In full and exactly, reproduce the entries below, but omit the pictures.
== RECORD EXCERPTS
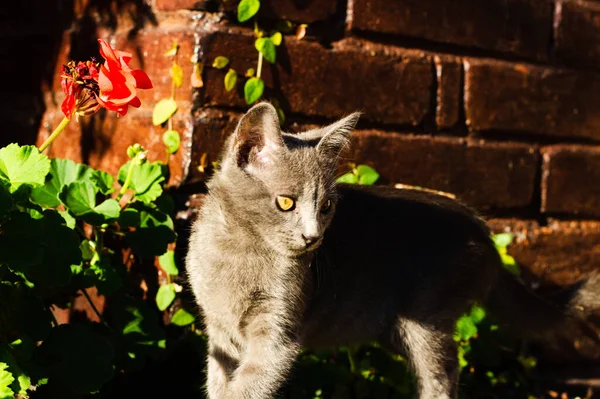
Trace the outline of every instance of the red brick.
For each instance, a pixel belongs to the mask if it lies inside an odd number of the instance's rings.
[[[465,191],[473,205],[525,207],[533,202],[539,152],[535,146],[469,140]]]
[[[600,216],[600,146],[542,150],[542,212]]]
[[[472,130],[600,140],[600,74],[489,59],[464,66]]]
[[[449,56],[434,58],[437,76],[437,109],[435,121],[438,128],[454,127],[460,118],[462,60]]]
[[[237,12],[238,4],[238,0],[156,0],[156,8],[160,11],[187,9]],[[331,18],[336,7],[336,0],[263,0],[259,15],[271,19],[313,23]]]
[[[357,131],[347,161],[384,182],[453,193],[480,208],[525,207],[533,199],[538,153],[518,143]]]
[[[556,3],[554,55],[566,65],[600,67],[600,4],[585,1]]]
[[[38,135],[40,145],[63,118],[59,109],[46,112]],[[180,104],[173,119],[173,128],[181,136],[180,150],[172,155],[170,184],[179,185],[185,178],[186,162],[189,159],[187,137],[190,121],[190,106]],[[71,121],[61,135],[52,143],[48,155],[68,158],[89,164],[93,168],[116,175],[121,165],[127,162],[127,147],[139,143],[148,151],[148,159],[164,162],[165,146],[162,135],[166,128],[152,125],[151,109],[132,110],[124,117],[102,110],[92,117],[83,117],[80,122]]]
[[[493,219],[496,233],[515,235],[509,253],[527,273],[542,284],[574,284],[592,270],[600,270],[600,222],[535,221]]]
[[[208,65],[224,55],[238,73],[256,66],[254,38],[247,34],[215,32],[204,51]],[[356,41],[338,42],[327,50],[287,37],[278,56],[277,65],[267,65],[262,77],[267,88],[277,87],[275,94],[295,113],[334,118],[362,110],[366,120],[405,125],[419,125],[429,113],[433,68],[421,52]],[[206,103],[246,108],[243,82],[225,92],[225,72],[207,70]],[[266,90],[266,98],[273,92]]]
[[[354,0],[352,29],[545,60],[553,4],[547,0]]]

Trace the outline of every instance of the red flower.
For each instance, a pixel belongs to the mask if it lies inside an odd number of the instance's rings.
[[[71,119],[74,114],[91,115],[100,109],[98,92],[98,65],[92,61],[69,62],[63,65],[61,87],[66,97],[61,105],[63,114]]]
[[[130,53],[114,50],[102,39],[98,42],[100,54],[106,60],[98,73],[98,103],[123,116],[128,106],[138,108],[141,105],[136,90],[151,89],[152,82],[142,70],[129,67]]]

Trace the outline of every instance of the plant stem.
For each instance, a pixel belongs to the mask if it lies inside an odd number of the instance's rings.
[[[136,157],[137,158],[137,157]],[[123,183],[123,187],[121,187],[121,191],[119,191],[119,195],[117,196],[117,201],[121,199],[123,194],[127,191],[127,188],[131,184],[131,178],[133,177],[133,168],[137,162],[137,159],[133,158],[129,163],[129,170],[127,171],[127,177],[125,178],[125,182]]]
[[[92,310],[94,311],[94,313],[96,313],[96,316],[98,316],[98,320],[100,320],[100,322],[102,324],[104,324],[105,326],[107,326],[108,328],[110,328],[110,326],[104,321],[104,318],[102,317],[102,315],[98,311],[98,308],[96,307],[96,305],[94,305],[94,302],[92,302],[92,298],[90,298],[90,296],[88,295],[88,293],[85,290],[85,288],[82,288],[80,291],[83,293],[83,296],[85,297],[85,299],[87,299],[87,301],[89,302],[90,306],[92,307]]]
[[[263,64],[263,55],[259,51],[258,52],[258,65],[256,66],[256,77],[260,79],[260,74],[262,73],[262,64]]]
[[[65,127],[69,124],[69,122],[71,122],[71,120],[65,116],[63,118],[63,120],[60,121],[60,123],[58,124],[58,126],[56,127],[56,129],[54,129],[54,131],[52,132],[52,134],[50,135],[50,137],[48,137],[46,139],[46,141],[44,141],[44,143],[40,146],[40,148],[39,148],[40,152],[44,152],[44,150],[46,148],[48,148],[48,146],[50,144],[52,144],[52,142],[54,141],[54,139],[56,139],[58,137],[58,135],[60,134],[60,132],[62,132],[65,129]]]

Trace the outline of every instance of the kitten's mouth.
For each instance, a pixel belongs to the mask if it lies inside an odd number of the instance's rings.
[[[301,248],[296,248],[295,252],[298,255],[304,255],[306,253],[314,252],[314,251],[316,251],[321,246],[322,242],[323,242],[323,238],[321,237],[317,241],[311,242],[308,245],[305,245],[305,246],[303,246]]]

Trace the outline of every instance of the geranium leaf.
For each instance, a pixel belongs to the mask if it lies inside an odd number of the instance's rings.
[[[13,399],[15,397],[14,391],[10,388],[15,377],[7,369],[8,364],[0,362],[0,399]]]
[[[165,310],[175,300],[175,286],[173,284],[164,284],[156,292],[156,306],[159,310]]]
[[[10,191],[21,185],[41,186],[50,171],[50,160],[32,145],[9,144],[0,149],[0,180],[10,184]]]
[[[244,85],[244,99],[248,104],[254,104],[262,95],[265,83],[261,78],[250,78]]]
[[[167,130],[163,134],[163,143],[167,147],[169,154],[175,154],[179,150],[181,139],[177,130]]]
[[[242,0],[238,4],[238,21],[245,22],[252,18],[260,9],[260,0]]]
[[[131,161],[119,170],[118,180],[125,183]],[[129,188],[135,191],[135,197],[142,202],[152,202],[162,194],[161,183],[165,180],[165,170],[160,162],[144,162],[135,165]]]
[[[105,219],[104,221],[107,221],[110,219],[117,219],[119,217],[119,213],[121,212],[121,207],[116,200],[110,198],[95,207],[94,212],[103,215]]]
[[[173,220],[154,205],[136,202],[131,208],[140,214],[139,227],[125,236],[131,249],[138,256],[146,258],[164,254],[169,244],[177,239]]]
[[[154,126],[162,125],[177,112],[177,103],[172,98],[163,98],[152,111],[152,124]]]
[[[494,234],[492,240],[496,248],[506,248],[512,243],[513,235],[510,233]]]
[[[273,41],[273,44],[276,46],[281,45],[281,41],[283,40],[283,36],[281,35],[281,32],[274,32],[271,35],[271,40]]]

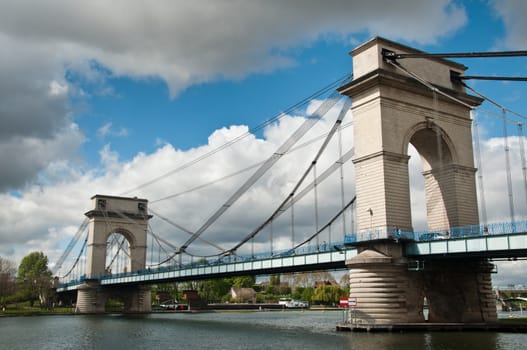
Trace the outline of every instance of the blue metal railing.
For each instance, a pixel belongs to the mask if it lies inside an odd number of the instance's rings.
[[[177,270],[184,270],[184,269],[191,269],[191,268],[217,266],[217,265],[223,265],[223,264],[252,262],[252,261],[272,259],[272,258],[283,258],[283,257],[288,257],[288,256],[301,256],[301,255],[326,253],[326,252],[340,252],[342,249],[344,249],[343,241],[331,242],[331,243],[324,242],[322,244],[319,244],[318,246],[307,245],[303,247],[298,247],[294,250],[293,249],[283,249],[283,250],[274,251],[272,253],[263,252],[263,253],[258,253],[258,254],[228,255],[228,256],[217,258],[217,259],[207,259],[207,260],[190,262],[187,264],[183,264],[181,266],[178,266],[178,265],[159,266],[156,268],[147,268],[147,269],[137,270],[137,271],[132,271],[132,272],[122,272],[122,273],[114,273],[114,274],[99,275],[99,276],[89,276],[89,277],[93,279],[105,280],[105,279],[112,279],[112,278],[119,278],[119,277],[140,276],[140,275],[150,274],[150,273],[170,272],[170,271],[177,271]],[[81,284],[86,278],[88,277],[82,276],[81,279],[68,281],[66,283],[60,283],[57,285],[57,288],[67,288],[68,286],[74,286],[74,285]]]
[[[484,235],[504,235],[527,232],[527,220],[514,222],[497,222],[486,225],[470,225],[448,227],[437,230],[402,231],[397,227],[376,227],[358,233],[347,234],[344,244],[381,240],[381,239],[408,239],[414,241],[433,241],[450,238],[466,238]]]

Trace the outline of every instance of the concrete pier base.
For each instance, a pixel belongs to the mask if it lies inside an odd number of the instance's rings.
====
**RESPONSE TO THE EXERCISE:**
Trace the outline of every instance of the red brick.
For each instance, a pixel belongs to the mask if it lies inside an odd number of the instance's rings.
[[[465,191],[473,205],[525,207],[533,202],[539,152],[535,146],[469,140]]]
[[[600,216],[600,146],[542,150],[542,212]]]
[[[472,130],[600,140],[600,74],[489,59],[464,66]]]
[[[449,56],[434,58],[437,76],[437,109],[435,121],[438,128],[454,127],[460,118],[462,60]]]
[[[237,12],[238,4],[238,0],[156,0],[156,8],[160,11],[187,9]],[[331,18],[336,7],[336,0],[263,0],[259,15],[271,19],[313,23]]]
[[[357,131],[347,161],[384,182],[453,193],[480,208],[525,207],[533,199],[538,153],[518,143]]]
[[[556,3],[554,55],[566,65],[600,67],[600,4],[585,1]]]
[[[38,135],[40,145],[63,118],[59,109],[46,112]],[[180,104],[173,119],[173,128],[181,136],[180,150],[172,155],[170,184],[179,185],[185,178],[186,162],[189,159],[187,137],[190,121],[190,106]],[[71,121],[61,135],[52,143],[48,155],[68,158],[89,164],[93,168],[116,175],[121,165],[127,162],[127,147],[139,143],[148,151],[148,159],[164,162],[165,146],[162,135],[166,128],[152,125],[151,109],[132,110],[124,117],[102,110],[92,117],[83,117],[80,122]]]
[[[493,219],[496,233],[515,235],[509,253],[527,273],[542,284],[574,284],[592,270],[600,270],[600,222],[535,221]]]
[[[208,65],[224,55],[238,73],[256,66],[254,38],[247,34],[215,32],[204,51]],[[356,41],[338,42],[327,50],[287,37],[278,56],[277,65],[267,65],[262,77],[267,88],[277,87],[275,94],[295,113],[334,118],[362,110],[366,120],[405,125],[419,125],[429,113],[433,68],[421,52]],[[206,103],[246,108],[243,82],[225,92],[225,72],[207,70]],[[266,90],[266,98],[273,92]]]
[[[354,0],[352,29],[545,60],[553,4],[547,0]]]

Trace the outline of every instance of the red flower.
For each instance, a pixel belongs to the mask if it lies inside an odd number of the instance's rings.
[[[71,119],[74,114],[91,115],[100,109],[98,92],[98,65],[92,61],[69,62],[63,65],[61,87],[66,97],[61,105],[63,114]]]
[[[130,53],[114,50],[102,39],[98,42],[100,54],[106,60],[98,73],[98,103],[123,116],[128,106],[138,108],[141,105],[136,90],[151,89],[152,82],[142,70],[129,67]]]

Trace the outline of every instance of the plant stem.
For each instance, a pixel belongs to the mask if it lies inside an odd number of the instance's rings.
[[[136,157],[137,158],[137,157]],[[123,183],[123,187],[121,187],[121,191],[119,191],[119,195],[117,196],[117,201],[121,199],[123,194],[127,191],[127,188],[131,184],[131,178],[133,177],[133,168],[137,162],[137,159],[133,158],[129,163],[129,170],[127,171],[127,177],[125,178],[125,182]]]
[[[92,310],[94,311],[94,313],[96,313],[96,316],[98,316],[98,320],[100,320],[100,322],[102,324],[104,324],[105,326],[107,326],[108,328],[110,328],[110,326],[104,321],[104,318],[102,317],[102,315],[98,311],[98,308],[96,307],[96,305],[94,305],[94,302],[92,302],[92,298],[90,298],[90,296],[88,295],[88,293],[85,290],[85,288],[82,288],[80,291],[83,293],[83,296],[85,297],[85,299],[87,299],[87,301],[89,302],[90,306],[92,307]]]
[[[263,64],[263,55],[259,51],[258,52],[258,65],[256,66],[256,77],[260,79],[260,74],[262,73],[262,64]]]
[[[65,127],[69,124],[69,122],[71,122],[71,120],[65,116],[63,118],[63,120],[60,121],[60,123],[58,124],[58,126],[56,127],[56,129],[54,129],[54,131],[52,132],[52,134],[50,135],[50,137],[48,137],[46,139],[46,141],[44,141],[44,143],[40,146],[40,148],[39,148],[40,152],[44,152],[44,150],[46,148],[48,148],[48,146],[50,144],[52,144],[52,142],[54,141],[54,139],[56,139],[58,137],[58,135],[60,134],[60,132],[62,132],[65,129]]]

Trace the outline of every instance of the kitten's mouth.
For each instance, a pixel belongs to the mask if it lies inside an odd number of the instance's rings.
[[[301,248],[296,248],[295,252],[298,255],[304,255],[306,253],[314,252],[314,251],[316,251],[321,246],[322,242],[323,242],[323,238],[321,237],[317,241],[311,242],[308,245],[305,245],[305,246],[303,246]]]

Trace the outline of every instance of the geranium leaf.
For each instance, a pixel belongs to the mask if it lies inside an odd number of the instance's rings.
[[[13,399],[15,397],[14,391],[10,388],[15,377],[7,369],[8,364],[0,362],[0,399]]]
[[[165,310],[175,300],[175,286],[173,284],[164,284],[156,292],[156,306],[159,310]]]
[[[10,191],[21,185],[41,186],[50,171],[50,160],[32,145],[9,144],[0,149],[0,180],[10,184]]]
[[[244,85],[244,99],[248,104],[254,104],[262,95],[265,83],[261,78],[250,78]]]
[[[167,130],[163,134],[163,143],[167,147],[169,154],[175,154],[179,150],[181,139],[177,130]]]
[[[242,0],[238,4],[238,21],[245,22],[252,18],[260,9],[260,0]]]
[[[131,161],[119,170],[118,180],[125,183]],[[129,188],[135,191],[135,197],[142,202],[152,202],[162,194],[161,183],[165,180],[165,170],[160,162],[144,162],[135,165]]]
[[[105,219],[104,221],[107,221],[110,219],[117,219],[119,217],[119,213],[121,212],[121,207],[116,200],[110,198],[95,207],[94,212],[103,215]]]
[[[173,220],[154,205],[136,202],[131,208],[140,214],[139,227],[125,236],[131,249],[138,256],[146,258],[164,254],[169,244],[177,239]]]
[[[154,126],[162,125],[177,112],[177,103],[172,98],[163,98],[152,111],[152,124]]]
[[[494,234],[492,240],[496,248],[506,248],[512,243],[513,235],[510,233]]]
[[[273,41],[273,44],[276,46],[281,45],[281,41],[283,40],[283,36],[281,35],[281,32],[274,32],[271,35],[271,40]]]

Trace the outline of every instance of the blue metal railing.
For each instance, a pixel belongs to the mask if it lies inside an odd number of the instance's rings.
[[[177,270],[184,270],[184,269],[191,269],[191,268],[217,266],[217,265],[223,265],[223,264],[252,262],[252,261],[272,259],[272,258],[283,258],[283,257],[288,257],[288,256],[301,256],[301,255],[326,253],[326,252],[340,252],[342,249],[344,249],[343,241],[331,242],[331,243],[324,242],[322,244],[319,244],[318,246],[307,245],[303,247],[298,247],[294,250],[293,249],[283,249],[283,250],[274,251],[272,253],[263,252],[263,253],[258,253],[258,254],[228,255],[228,256],[217,258],[217,259],[207,259],[207,260],[190,262],[187,264],[183,264],[181,266],[178,266],[178,265],[159,266],[156,268],[147,268],[147,269],[137,270],[137,271],[132,271],[132,272],[122,272],[122,273],[114,273],[114,274],[99,275],[99,276],[89,276],[89,277],[93,279],[105,280],[105,279],[112,279],[112,278],[119,278],[119,277],[140,276],[140,275],[150,274],[150,273],[170,272],[170,271],[177,271]],[[81,284],[86,278],[88,277],[82,276],[81,279],[68,281],[66,283],[60,283],[57,285],[57,288],[67,288],[68,286],[74,286],[74,285]]]
[[[484,235],[504,235],[527,232],[527,220],[514,222],[497,222],[486,225],[470,225],[448,227],[437,230],[402,231],[397,227],[376,227],[358,233],[347,234],[344,244],[381,240],[381,239],[408,239],[414,241],[433,241],[450,238],[466,238]]]

Trace the outline of every instance of the concrete pier base.
For each instance, a pixel belongs to the mask if it lies inside an odd number of the instance's rings.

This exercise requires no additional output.